PASSAGE –
+ + + + +

Sunday, March 3, 2013

The Legitimate Truth

It seems that Bechdel’s novel Are You My Mother? is about getting to the truth. She uses a myriad of devices to legitimize herself as a reliable narrator, and to validate her experiences as a child. The two techniques I plan to focus on are her treatment of dialogue and her use of outside sources like Donald Winnicott and Virginia Woolf.

Some critics say the moment dialogue enters a piece of non-fiction; it becomes fiction because it is impossible to remember every conversation you’ve ever had. Bechdel uses a variety of techniques to prove to the reader she is telling the truth, the entire truth. For instance, she legitimizes all her dialogue with her mother by showing herself transcribing their phone conversations. She explains, “I must confess that I have taken to transcribing what she says. I don’t think she knows I’m doing it, which makes it a bit unethical” (11). In a way, Bechdel is aligning herself with the reader here by telling us that she is going behind her mother’s back to get the truth.

Bechdel also avoids loosing legitimacy by using little to no dialogue in her flashbacks. There is one line of dialogue in the flashback of Alison leaving for college: “See ya!” (219). The flashback of her mother in the theater has dialogue bubbles of her singing and reciting lines, which also avoids the issue of trying to recall the exact conversation (218). I thought Bechdel’s treatment of the dialogue when her mother is recalling the beginning of her arachnophobia was interesting because the text is in information boxes with quotes around the words her mother is saying in the present (276). It isn’t until the third to last page that Bechdel finally feels confident enough with the reader to admit, “I don’t remember the particulars of our play. I’m inventing this dialogue wholesale” (287).

+ + + + +

DATA SHOWN –
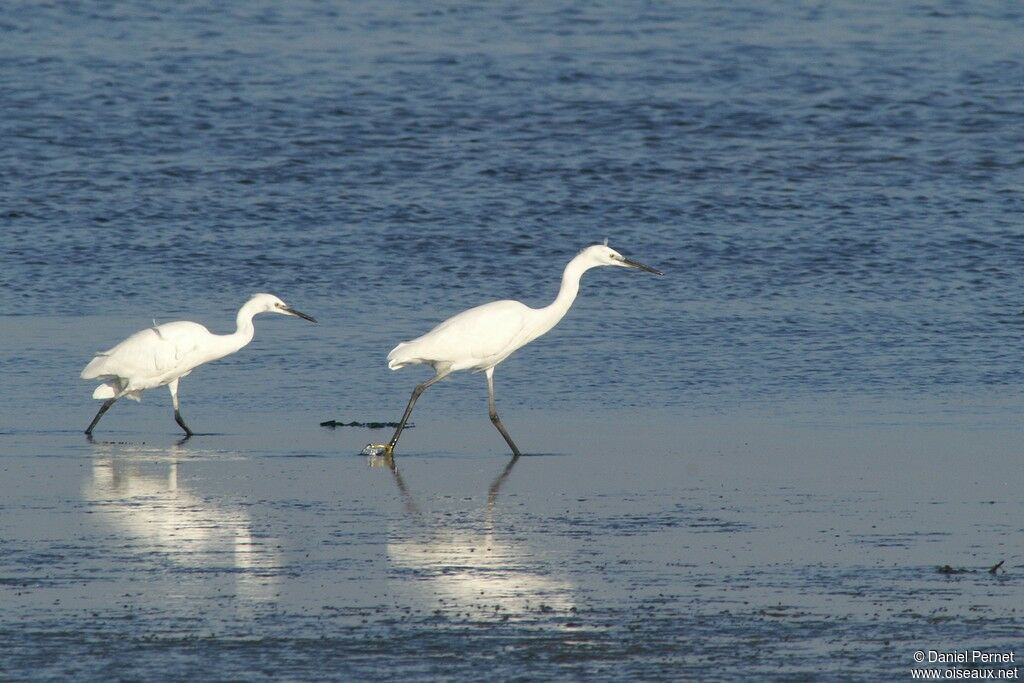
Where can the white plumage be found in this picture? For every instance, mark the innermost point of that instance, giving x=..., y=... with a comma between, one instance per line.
x=164, y=353
x=480, y=338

+ + + + +

YOUR TASK – In the post about Bechdel's Are You My Mother?, shorten the paragraph that begins "Some critics say" into a short list of its main points.

RESULT FOR THIS EXERCISE –
- Some critics say dialogue turns non-fiction into fiction, because no one can remember every conversation.
- Bechdel uses several techniques to prove she is telling the whole truth.
- She supports her dialogue with her mother by showing herself writing down their phone calls.
- She admits her mother likely doesn't know, which she calls "a bit unethical" (11).
- By going behind her mother's back for the truth, she sides with the reader.